--- start of DATA TO PROCESS ---

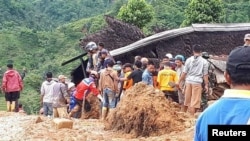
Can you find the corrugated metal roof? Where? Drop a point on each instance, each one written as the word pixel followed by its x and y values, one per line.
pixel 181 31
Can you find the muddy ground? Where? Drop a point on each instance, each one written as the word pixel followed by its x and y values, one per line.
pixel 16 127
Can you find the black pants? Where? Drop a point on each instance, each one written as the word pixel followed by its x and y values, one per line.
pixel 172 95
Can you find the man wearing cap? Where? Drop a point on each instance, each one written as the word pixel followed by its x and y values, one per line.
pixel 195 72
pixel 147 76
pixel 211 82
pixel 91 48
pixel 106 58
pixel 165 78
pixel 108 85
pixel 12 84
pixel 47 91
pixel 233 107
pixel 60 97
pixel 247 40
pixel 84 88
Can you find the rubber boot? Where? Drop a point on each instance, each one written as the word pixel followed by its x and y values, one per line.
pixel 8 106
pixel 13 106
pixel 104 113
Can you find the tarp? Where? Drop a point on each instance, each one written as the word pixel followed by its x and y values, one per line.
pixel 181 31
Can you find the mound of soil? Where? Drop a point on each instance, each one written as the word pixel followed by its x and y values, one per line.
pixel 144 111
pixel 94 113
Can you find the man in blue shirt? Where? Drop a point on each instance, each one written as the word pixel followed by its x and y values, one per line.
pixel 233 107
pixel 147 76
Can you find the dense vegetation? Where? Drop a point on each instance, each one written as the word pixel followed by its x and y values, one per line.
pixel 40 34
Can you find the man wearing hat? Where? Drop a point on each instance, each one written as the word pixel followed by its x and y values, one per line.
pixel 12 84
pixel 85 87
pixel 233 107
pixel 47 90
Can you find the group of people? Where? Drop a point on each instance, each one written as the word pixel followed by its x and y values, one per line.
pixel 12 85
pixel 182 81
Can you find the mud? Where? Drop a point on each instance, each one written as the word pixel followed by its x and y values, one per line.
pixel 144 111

--- end of DATA TO PROCESS ---
--- start of DATA TO PROCESS ---

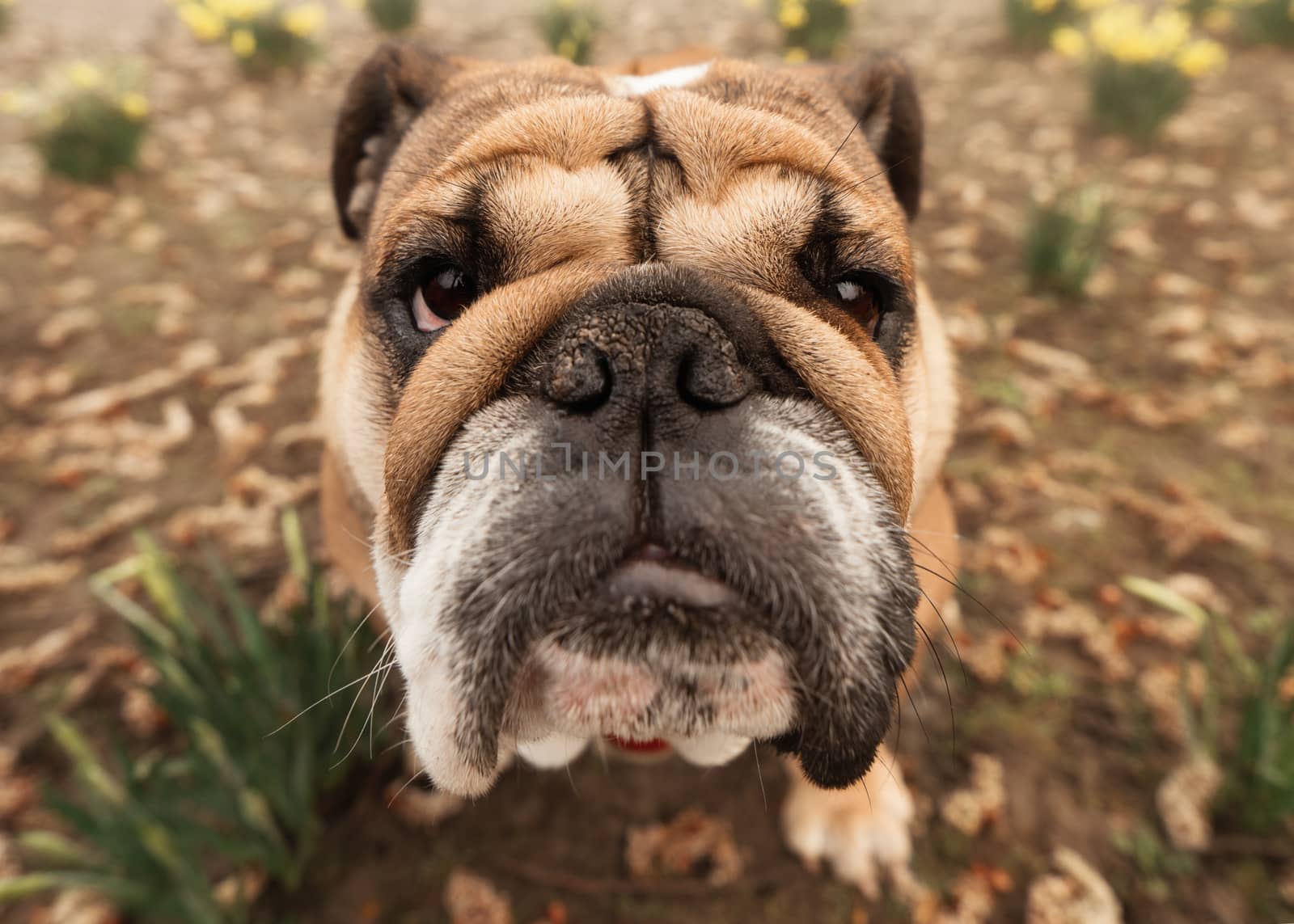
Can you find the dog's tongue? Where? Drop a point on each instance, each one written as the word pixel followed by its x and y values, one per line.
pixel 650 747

--- end of DATA TO PROCESS ---

▸ **EXERCISE TASK**
Which lines in the material above contain the word "wearing"? Gather each of them, copied in full.

▸ **EXERCISE RESPONSE**
Can you find the man wearing cap? Where? Drop a point on each instance, each one written as the word pixel followed by its x and y values, one per line.
Can you find the man wearing hat? Where? Drop a point on each instance, each one written as the word pixel followed by its x and y values, one per line.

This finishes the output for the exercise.